> [Work to complete]: Rewrite the data below, putting "Mark" wherever "Indicate" appears and changing nothing else. Leave the pictures out of your answer.

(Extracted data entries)
## Begin
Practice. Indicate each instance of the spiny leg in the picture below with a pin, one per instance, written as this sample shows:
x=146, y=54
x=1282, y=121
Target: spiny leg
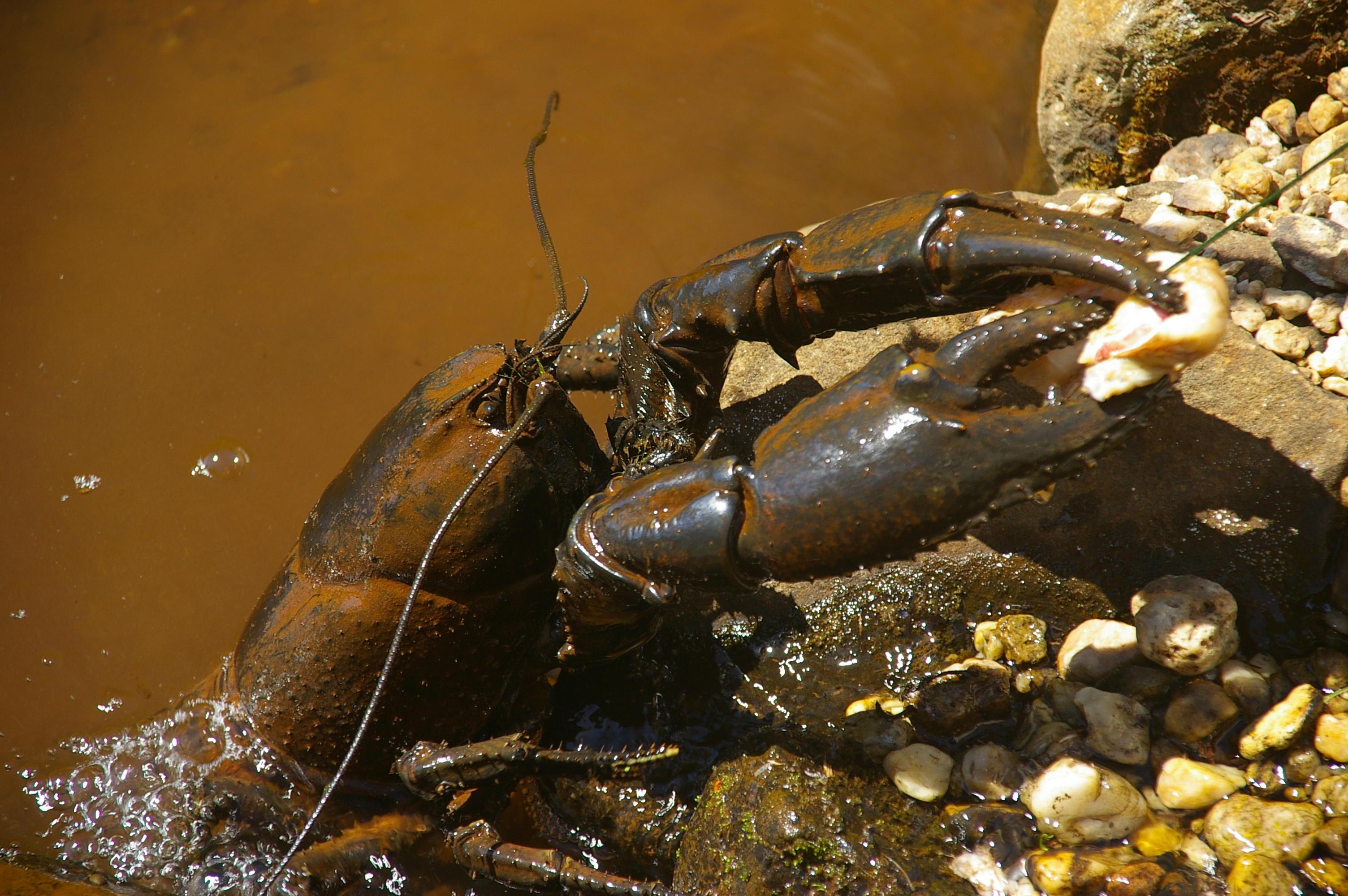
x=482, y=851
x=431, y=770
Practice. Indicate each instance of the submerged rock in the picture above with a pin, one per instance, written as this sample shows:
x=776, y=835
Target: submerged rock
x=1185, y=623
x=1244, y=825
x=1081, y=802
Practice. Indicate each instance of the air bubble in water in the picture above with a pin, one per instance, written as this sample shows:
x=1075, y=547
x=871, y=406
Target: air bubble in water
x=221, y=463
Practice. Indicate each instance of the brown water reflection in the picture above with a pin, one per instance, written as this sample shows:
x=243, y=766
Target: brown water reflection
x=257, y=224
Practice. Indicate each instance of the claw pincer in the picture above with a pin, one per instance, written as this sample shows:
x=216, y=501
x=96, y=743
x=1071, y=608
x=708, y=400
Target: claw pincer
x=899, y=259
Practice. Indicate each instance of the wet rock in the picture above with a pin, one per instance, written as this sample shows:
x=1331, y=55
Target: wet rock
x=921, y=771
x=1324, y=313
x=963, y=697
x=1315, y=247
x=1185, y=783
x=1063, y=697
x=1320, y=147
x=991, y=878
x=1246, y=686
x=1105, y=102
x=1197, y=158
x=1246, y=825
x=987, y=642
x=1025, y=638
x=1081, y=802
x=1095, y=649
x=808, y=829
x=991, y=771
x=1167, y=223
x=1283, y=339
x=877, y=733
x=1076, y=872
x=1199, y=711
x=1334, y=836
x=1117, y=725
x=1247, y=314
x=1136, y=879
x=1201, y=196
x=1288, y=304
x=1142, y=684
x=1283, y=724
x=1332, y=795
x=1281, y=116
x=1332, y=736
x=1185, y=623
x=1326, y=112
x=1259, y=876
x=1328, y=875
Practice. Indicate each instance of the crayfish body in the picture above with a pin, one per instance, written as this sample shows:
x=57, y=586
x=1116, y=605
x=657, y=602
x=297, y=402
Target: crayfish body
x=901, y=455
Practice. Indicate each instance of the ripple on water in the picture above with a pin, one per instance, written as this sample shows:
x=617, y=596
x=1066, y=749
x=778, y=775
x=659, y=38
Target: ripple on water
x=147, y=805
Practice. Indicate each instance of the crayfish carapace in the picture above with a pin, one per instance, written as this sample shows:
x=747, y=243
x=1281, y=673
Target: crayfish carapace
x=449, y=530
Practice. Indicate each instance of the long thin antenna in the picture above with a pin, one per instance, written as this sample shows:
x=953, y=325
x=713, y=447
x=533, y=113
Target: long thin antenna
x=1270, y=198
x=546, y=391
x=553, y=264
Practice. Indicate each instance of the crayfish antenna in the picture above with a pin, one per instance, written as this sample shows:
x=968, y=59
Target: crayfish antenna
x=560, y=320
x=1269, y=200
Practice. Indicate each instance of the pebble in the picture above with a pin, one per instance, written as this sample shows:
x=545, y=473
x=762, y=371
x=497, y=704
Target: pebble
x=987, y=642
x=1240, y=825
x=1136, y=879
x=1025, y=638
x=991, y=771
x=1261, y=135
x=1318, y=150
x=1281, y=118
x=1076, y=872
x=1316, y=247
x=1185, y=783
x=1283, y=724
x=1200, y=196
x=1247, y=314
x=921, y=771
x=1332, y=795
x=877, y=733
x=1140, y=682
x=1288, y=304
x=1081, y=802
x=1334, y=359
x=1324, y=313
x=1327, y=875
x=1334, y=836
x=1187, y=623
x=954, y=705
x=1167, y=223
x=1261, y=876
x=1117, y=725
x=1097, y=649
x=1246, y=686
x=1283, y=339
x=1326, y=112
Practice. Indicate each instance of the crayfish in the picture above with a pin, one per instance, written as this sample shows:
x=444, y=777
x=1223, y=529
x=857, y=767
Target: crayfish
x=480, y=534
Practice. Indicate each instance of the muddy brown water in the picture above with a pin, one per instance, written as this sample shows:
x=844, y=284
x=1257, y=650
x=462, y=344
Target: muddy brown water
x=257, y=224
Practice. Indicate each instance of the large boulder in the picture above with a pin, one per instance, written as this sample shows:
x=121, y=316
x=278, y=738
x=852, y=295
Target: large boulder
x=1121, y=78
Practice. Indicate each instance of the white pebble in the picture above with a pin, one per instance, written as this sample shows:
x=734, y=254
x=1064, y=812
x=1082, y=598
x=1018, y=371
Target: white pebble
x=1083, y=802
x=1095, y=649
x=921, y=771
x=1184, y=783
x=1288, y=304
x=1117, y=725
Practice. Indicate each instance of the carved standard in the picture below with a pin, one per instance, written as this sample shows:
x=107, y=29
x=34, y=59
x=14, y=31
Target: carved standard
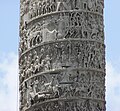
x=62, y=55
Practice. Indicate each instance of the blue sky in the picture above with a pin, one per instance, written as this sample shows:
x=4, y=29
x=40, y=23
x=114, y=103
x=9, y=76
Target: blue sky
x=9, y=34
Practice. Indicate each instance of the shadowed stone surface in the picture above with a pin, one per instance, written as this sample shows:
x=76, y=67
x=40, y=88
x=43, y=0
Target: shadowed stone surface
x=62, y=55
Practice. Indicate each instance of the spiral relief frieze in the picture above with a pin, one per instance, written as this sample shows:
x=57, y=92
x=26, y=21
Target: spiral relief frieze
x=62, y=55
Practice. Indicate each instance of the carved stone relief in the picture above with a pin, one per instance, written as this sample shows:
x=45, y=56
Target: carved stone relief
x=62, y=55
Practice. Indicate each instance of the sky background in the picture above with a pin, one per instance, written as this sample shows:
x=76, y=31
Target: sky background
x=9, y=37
## End
> [Solution to the exercise]:
Practice. Mark each instance of the spiny leg in the picture below with a pin, one per instance, written as this sample shows:
x=146, y=54
x=1282, y=121
Target: spiny leg
x=482, y=851
x=431, y=770
Practice. Mark each instance of the submerged rock in the picture above with a pin, one per instance, written as this sample shows:
x=776, y=835
Target: submerged rock
x=1185, y=623
x=1244, y=825
x=1081, y=802
Practice. Mark each instance of the air bubble in water in the picture above with a pin, one per instance, written as this sample shows:
x=1075, y=547
x=871, y=406
Target: air bubble in water
x=221, y=463
Practice. Mark each instance of the brown water reflection in the picture above with a pin, one per instance, written as this sample shows:
x=243, y=766
Target: brown water reflection
x=257, y=224
Practice. Mark each instance of the claw pincer in the picture above with a pin, one per instance, written as this sample shows:
x=216, y=501
x=96, y=743
x=1071, y=608
x=708, y=400
Target: claw pincer
x=899, y=259
Practice. Mark each instance of the wet rock in the picture above with a pin, one per instance, written as this sample shows:
x=1331, y=55
Target: wet rock
x=921, y=771
x=1324, y=313
x=963, y=697
x=1315, y=247
x=1185, y=783
x=1063, y=697
x=1320, y=147
x=991, y=878
x=1246, y=686
x=1105, y=102
x=1197, y=158
x=1246, y=825
x=987, y=642
x=1025, y=638
x=1081, y=802
x=1095, y=649
x=808, y=829
x=991, y=771
x=1167, y=223
x=1283, y=339
x=877, y=733
x=1076, y=872
x=1199, y=711
x=1334, y=836
x=1117, y=725
x=1247, y=314
x=1136, y=879
x=1201, y=196
x=1288, y=304
x=1142, y=684
x=1283, y=724
x=1332, y=795
x=1281, y=116
x=1332, y=736
x=1185, y=623
x=1326, y=112
x=1259, y=876
x=1328, y=875
Practice. Mark each instance of the crayfish body in the picture above with a pin, one per instance, written as this sample shows:
x=57, y=586
x=1116, y=605
x=657, y=602
x=297, y=402
Target: crayfish body
x=901, y=455
Practice. Mark each instance of the ripple on water in the picture above with a pin, one per instance, written as this sample shows:
x=617, y=596
x=1066, y=749
x=778, y=775
x=659, y=38
Target: ripple on water
x=147, y=805
Practice. Mark each instance of the crayfish carapace in the picture above with a pin, one per instance, written as this sample shows:
x=747, y=243
x=1281, y=673
Target: crayfish carapace
x=449, y=530
Practice. Mark each instance of the long thin antenna in the picture above with a pin, one per instance, written as this sample shows:
x=953, y=325
x=713, y=447
x=533, y=113
Target: long thin antenna
x=1270, y=198
x=546, y=391
x=553, y=264
Practice. Mark each instance of the crayfish antenna in the picture above with a pin, one per instance, written as this sample shows:
x=968, y=59
Target: crayfish antenna
x=560, y=320
x=1269, y=200
Practice. Mark each instance of the pebble in the picture above with a pin, one per instance, written as this sample shows:
x=545, y=473
x=762, y=371
x=497, y=704
Target: pebble
x=987, y=642
x=1240, y=825
x=1136, y=879
x=1025, y=638
x=991, y=771
x=1261, y=135
x=1318, y=150
x=1281, y=118
x=1076, y=872
x=1316, y=247
x=1185, y=783
x=1283, y=724
x=1200, y=196
x=1247, y=314
x=921, y=771
x=1332, y=795
x=877, y=733
x=1140, y=682
x=1288, y=304
x=1081, y=802
x=1334, y=359
x=1324, y=313
x=1327, y=875
x=1334, y=836
x=1187, y=623
x=954, y=705
x=1167, y=223
x=1261, y=876
x=1117, y=725
x=1097, y=649
x=1246, y=686
x=1283, y=339
x=1326, y=112
Practice. Mark each instance of the crayfish in the picture above with a pin, one per instance, written as this sample shows:
x=444, y=777
x=1223, y=529
x=857, y=767
Target: crayfish
x=480, y=534
Practice. Mark each instance of the muddy brown water in the picture above with a pin, one per instance, written as this sample shows:
x=844, y=284
x=1257, y=650
x=462, y=344
Target: muddy brown water
x=257, y=224
Practice. Mark each instance of the large boulder in the picture above with a pin, one per instance, written as this sample shows:
x=121, y=316
x=278, y=738
x=852, y=295
Target: large boulder
x=1121, y=78
Practice. Mark each instance of the white pebble in the picture above with a pin, one per instance, written as this sample shows:
x=734, y=254
x=1064, y=812
x=1082, y=598
x=1018, y=371
Target: white pebble
x=1083, y=802
x=1095, y=649
x=921, y=771
x=1184, y=783
x=1288, y=304
x=1117, y=725
Practice. Mark each instance of the carved standard in the picture below with a pin, one per instance, written as this sample shows:
x=107, y=29
x=34, y=59
x=14, y=31
Target: carved standard
x=62, y=55
Practice. Mark each instance of the blue sky in the picture above with a pin, one per instance, written as this sample shows:
x=4, y=29
x=40, y=23
x=114, y=103
x=9, y=76
Target: blue sky
x=9, y=34
Practice. Mark each instance of the shadowed stone surface in the picture above with a pin, one per instance, written as this sample shows:
x=76, y=67
x=40, y=88
x=43, y=0
Target: shadowed stone surface
x=62, y=55
Practice. Mark each instance of the spiral relief frieze in the picture above with a pin, one per instance, written as this sample shows:
x=57, y=92
x=26, y=21
Target: spiral relief frieze
x=62, y=55
Practice. Mark each instance of the carved stone relief in the picture above with a pin, one per instance, written as this sample shows:
x=45, y=56
Target: carved stone relief
x=62, y=55
Practice. Mark each instance of the sky background in the picture above with a pin, one per instance, written as this sample shows:
x=76, y=31
Target: sky background
x=9, y=37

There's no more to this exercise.